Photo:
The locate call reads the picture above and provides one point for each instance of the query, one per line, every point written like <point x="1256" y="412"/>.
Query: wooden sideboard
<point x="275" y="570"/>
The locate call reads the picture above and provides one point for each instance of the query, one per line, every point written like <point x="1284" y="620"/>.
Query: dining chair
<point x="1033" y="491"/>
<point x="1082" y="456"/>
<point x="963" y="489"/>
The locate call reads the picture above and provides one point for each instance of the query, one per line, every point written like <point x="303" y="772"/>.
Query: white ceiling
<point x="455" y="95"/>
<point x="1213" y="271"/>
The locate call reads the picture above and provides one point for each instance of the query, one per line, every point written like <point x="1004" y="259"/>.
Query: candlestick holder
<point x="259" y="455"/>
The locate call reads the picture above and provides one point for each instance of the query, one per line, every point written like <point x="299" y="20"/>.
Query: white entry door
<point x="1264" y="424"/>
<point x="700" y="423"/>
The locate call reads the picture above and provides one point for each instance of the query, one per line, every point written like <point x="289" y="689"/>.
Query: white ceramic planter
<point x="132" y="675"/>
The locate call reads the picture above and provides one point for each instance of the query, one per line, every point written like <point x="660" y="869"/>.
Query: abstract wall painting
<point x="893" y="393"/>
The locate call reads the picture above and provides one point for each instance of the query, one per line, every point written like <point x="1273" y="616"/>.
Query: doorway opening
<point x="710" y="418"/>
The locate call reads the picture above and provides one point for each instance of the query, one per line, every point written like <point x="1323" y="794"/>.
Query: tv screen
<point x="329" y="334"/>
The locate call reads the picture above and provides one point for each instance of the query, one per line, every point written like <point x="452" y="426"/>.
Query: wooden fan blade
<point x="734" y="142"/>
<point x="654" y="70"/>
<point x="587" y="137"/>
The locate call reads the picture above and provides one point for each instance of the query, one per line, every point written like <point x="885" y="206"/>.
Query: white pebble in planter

====

Your assignment » Every record listed above needs to be written out again exactly.

Answer to this exercise »
Photo:
The locate call reads the picture above and provides one point for each instance of the query, one per line, every point written like <point x="1256" y="412"/>.
Query: wooden sideboard
<point x="275" y="570"/>
The locate call reads the picture above and provides one point for each instance of the query, one per line, every point written like <point x="1284" y="620"/>.
Query: dining chair
<point x="1033" y="491"/>
<point x="1082" y="456"/>
<point x="963" y="489"/>
The locate call reads the picture above and provides one point for each instance of the query, one per line, every point written like <point x="303" y="772"/>.
Query: white ceiling
<point x="455" y="95"/>
<point x="1213" y="271"/>
The locate call reads the picture above and provides one point for each instance of the query, one per line, every point written like <point x="1004" y="259"/>.
Query: candlestick holder
<point x="259" y="455"/>
The locate call reads the picture above and provides one point for each instance of the query, one per line, every point written like <point x="299" y="20"/>.
Query: white entry door
<point x="1264" y="424"/>
<point x="700" y="423"/>
The locate call reads the picture above and provides one point for each instance of the query, one per line, every point written like <point x="289" y="689"/>.
Query: white ceramic planter
<point x="132" y="675"/>
The locate call reads the picture above and provides one point for each instance of the query, one per line, every point written like <point x="660" y="869"/>.
Query: abstract wall painting
<point x="893" y="393"/>
The locate call reads the picture above and provides one point for each instance of the query, one per line, every point written like <point x="1273" y="616"/>.
Query: doorway opening
<point x="710" y="418"/>
The locate call reads the picture above and provides one point for each instance of the query, one per line, every point written like <point x="1323" y="794"/>.
Query: tv screen
<point x="329" y="334"/>
The locate call reads the picture above and provides one point for each instance of the query, one per line, every point written like <point x="452" y="426"/>.
Query: wooden fan blade
<point x="734" y="142"/>
<point x="654" y="70"/>
<point x="587" y="137"/>
The locate call reads the picture above and provides one point for each instance of the query, one per line, every point written like <point x="885" y="206"/>.
Query: white pebble in planter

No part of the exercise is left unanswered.